_Task_. Repeat each line exactly, leaving nothing out.

╔══

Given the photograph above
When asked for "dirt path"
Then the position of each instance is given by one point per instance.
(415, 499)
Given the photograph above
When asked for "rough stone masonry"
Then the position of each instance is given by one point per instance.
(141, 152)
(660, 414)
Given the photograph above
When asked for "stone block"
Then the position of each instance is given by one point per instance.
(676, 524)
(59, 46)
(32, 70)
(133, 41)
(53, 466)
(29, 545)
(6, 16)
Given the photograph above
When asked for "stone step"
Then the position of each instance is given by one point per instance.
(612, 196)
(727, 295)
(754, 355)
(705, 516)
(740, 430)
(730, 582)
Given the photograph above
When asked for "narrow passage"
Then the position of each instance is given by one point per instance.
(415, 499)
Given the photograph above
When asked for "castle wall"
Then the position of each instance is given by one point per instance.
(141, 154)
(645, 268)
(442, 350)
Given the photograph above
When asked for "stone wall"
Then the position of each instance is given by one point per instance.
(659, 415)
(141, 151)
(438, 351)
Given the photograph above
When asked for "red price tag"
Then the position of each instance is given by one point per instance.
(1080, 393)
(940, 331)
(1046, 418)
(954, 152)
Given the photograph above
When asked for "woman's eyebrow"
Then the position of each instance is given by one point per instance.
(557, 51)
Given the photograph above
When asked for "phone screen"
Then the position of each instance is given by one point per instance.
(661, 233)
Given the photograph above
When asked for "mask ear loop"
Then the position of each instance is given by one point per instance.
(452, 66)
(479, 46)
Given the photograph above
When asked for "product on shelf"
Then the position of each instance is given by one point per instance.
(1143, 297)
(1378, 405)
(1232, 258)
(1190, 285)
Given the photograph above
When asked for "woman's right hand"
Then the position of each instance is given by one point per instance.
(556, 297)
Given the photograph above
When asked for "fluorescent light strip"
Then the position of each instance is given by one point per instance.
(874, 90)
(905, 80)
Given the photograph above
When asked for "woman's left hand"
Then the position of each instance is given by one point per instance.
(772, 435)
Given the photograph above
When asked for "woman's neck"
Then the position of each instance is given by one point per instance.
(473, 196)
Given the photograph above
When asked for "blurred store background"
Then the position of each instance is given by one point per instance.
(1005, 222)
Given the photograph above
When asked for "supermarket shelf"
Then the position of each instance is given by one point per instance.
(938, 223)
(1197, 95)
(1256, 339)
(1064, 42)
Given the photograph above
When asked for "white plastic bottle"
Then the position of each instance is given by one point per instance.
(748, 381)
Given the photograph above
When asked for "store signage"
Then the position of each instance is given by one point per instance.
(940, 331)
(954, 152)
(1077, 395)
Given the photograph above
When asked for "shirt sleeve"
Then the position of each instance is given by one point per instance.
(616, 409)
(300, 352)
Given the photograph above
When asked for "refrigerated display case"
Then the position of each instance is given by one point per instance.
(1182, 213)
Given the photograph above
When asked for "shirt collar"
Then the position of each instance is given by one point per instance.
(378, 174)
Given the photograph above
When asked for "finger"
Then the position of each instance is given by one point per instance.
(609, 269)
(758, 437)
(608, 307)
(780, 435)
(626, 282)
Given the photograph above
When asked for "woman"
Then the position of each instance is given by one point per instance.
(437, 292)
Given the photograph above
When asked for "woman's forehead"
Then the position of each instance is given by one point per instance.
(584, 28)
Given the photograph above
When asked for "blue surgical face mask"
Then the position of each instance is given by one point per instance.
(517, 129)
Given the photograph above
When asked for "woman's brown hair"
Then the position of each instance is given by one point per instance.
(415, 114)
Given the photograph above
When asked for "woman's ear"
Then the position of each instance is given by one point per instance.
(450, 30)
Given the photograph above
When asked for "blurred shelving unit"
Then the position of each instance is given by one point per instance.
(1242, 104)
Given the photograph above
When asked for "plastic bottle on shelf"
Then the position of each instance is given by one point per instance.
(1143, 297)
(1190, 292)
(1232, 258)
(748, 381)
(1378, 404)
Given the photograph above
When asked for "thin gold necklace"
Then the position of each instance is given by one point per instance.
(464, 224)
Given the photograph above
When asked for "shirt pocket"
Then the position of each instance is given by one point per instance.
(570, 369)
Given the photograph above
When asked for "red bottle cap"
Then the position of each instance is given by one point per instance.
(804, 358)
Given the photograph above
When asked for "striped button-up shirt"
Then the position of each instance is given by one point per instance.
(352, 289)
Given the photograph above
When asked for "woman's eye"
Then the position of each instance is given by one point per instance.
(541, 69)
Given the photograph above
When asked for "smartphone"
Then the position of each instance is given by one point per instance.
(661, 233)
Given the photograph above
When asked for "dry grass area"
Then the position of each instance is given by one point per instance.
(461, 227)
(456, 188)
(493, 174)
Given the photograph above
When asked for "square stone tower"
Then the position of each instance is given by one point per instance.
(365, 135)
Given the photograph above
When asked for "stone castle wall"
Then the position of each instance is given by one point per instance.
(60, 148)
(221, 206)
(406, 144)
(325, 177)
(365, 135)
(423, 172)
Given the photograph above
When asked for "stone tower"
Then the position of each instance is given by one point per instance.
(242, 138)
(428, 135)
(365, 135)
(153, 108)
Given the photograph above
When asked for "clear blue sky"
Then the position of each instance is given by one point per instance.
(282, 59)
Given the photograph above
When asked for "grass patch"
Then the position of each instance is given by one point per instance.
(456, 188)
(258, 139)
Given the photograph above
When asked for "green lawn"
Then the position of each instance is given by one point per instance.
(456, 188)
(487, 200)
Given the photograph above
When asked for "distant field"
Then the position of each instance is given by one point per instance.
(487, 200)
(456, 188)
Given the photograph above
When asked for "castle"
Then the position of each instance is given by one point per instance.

╚══

_Result_.
Given the photograph above
When asked for "dirt path"
Then the position of each instance is given by one point per instance.
(415, 499)
Given the photograph above
When asked for "rough stone masonry"
Then the position of each instance is given by one point per instance.
(141, 152)
(660, 414)
Given the photograph above
When asked for "stone block"
Then the position of each instance is given by one point per instance.
(676, 524)
(59, 46)
(32, 70)
(133, 41)
(53, 466)
(29, 545)
(6, 16)
Given the photograph above
When asked for "stone step"
Then the position of each instance is given by one point per instance.
(612, 196)
(727, 295)
(754, 355)
(705, 516)
(740, 430)
(730, 582)
Given the photograph above
When asked for "narrow passage"
Then the position of each instance is given by one point per instance.
(415, 499)
Given the photograph above
When asked for "castle wall"
Then the position of each instance is given by one point per instance.
(141, 154)
(645, 268)
(442, 350)
Given the photograph above
When asked for "stone wall"
Then the position of each instance is given by one point per instance.
(659, 415)
(141, 151)
(438, 351)
Given the photograph above
When asked for "red price tag"
Then the position of each instance is given by one point per instance.
(1080, 393)
(940, 331)
(1046, 418)
(954, 152)
Given the photograph above
When asked for "woman's eyebrow"
Then the position of each instance is given by one point per instance.
(557, 51)
Given the photograph above
When asked for "phone screen"
Then the position of each instance is given by one point per instance.
(661, 233)
Given the photograph above
When asked for "mask ear loop"
Then the position of each instance is given by one point per instance.
(452, 66)
(479, 46)
Given the photograph above
When asked for "product on shelf"
Then the position of each instance is given by one point per instance.
(1143, 297)
(1378, 405)
(1232, 258)
(1190, 285)
Given the photograph above
When asked for "woman's right hand"
Then the position of each instance is given by one point per instance.
(556, 297)
Given the photograph above
When asked for "fluorescent light strip"
Then the position of each instance is given by one point per instance.
(874, 90)
(905, 80)
Given the photograph above
When asked for "woman's left hand"
Then the position of each instance is given by one point per instance.
(772, 435)
Given the photograph above
When asked for "woman's neck"
Then the position of each instance is given by one point per instance.
(473, 196)
Given the photograph above
When asked for "blurred store background"
Then the position of each instance is given by one point per instance.
(1005, 222)
Given the photograph above
When asked for "supermarket shelf"
Then the position of each instance is given by one point per instance.
(938, 223)
(1197, 95)
(1256, 339)
(1064, 42)
Given the photograph above
When asked for "white plastic bottle"
Then the position of each instance is given by one point per instance.
(748, 381)
Given the photograph above
When asked for "store signage"
Then the position of each instance is given by one point per instance.
(940, 331)
(954, 152)
(1077, 395)
Given the photograph above
When asked for "shirt sleeve"
Then the position of each instance is given by one point per instance.
(616, 409)
(300, 352)
Given the photograph above
When asked for "refrigerated display case"
Then the position of each instance is given by one point per instance.
(1182, 213)
Given the photograph above
When asked for "shirt collar"
Then the position of each instance is given by one point per instance.
(378, 174)
Given the photograph above
When asked for "finger"
Then the position of each instance is given by one point per instance.
(609, 269)
(758, 437)
(608, 307)
(780, 435)
(626, 282)
Given the photograph above
When asked for "woman"
Then the position of each instance is given by one point per instance.
(437, 292)
Given the photograph above
When asked for "woman's forehead"
Then the position of each instance is given by one point per instance.
(584, 28)
Given the photograph above
When asked for "blue surgical face mask"
Then the position of each instance is given by one point per instance.
(517, 129)
Given the photograph above
When asked for "woman's brown hair"
Then the position of each instance is given by one point per instance.
(415, 114)
Given the photograph above
When asked for "woman's ear"
Then the position of each instance is given by one point per instance.
(450, 30)
Given the photograph above
When asked for "blurred shelving unit"
Then the position of each instance is given by one point per instance.
(1242, 104)
Given the photograph above
When asked for "plastic bottle on shelf"
Then the position of each instance is given by one point per instance.
(1143, 297)
(1190, 292)
(1232, 258)
(748, 381)
(1378, 404)
Given the photograph above
When asked for "thin gold necklace"
Then the position of each instance is given by one point per instance.
(464, 224)
Given the photograph above
When asked for "shirt pocket"
Then the position of each instance is given by one point per instance.
(570, 369)
Given the photograph above
When asked for "red bottle cap"
Then the position of each instance is given by one point per instance.
(804, 358)
Given the photograph above
When asked for "striped button-up shirt"
Then the position of each instance is given by one point per instance.
(352, 289)
Given the photograph above
When asked for "woman's eye"
Then the position of each instance is given by one point per instance.
(541, 69)
Given the photograph above
When asked for "smartphone"
Then the position of each instance is given by one point per instance.
(661, 233)
Given the photograph above
When asked for "dry grass area"
Then the position of each instance is given by one point per instance.
(461, 227)
(456, 188)
(493, 174)
Given the photograph above
When asked for "square stone tower"
Then the position of each instance is given by one point per instance.
(365, 135)
Given the photograph above
When asked for "stone castle wall"
Then the position of each instance is given by one point per instance.
(60, 148)
(221, 206)
(406, 144)
(325, 177)
(365, 135)
(423, 172)
Given the photograph above
When asked for "stone tower"
Then the position of each instance is given by one point per instance.
(242, 138)
(428, 135)
(365, 135)
(153, 108)
Given the photograph above
When asked for "clear blue sky"
Then the position of each instance is given by one point per instance.
(282, 59)
Given the photograph above
When asked for "grass patch"
Then the position of each instance is given by one point per instance.
(456, 188)
(258, 139)
Given the photograph above
When asked for "green lawn"
Then the position of each instance is given by one point per instance.
(456, 188)
(487, 200)
Given the photograph above
When asked for "distant field"
Then the position of each instance is given by one point per instance.
(487, 200)
(456, 188)
Given the photograph above
When asked for "castle"
Then the position of each instance is given by one point per instance.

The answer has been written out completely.